ACTION ITEM: Output the opening lines of the records exactly. End with the line that contains "Reviewer note: make sure each instance of the green grass".

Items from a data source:
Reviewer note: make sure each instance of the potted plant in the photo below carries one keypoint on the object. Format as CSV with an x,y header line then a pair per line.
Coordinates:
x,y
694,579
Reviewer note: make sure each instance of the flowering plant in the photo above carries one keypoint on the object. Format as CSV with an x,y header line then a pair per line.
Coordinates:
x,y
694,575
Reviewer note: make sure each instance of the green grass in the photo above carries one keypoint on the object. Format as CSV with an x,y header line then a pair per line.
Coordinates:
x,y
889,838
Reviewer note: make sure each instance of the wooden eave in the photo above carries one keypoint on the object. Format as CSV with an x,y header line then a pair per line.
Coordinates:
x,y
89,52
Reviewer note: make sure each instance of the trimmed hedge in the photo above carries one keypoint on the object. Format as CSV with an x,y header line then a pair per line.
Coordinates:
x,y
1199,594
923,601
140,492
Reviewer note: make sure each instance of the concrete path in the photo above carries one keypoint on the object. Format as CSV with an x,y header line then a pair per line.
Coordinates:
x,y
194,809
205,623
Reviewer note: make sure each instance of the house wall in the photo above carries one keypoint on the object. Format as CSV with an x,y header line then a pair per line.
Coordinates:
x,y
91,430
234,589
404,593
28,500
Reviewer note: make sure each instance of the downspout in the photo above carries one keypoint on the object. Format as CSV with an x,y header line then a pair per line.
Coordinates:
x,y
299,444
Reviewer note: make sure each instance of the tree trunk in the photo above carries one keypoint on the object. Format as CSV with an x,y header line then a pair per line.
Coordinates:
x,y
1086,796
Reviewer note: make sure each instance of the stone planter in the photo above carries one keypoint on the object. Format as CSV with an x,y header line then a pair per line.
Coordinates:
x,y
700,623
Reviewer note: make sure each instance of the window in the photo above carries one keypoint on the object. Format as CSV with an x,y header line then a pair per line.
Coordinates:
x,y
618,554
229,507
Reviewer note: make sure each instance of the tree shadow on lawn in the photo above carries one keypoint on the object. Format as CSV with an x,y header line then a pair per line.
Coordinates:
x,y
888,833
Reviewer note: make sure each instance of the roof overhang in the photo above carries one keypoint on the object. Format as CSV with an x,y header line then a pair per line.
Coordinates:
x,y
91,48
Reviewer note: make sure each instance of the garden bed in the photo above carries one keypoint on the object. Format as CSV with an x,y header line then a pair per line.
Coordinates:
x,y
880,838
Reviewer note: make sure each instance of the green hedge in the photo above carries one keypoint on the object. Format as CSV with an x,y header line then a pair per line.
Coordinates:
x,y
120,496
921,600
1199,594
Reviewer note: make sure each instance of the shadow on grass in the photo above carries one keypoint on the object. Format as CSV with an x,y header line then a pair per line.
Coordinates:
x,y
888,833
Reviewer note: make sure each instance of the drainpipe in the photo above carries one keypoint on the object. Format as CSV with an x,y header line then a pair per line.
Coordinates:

TASK SOLUTION:
Reviewer note: make sure each instance of the potted plant in the photo below carries one keypoint on the object. Format as CSV with an x,y header line then a pair per line.
Coordinates:
x,y
694,579
Reviewer note: make sure each instance of the flowering plant in the photo above carries one keypoint on the object. Format as CSV with an x,y header line then a pair per line.
Coordinates:
x,y
694,575
Reviewer note: make sure each instance of the green grass in the photo above carries one keypoint on the object. Format as CSV with an x,y header line then a pair per line.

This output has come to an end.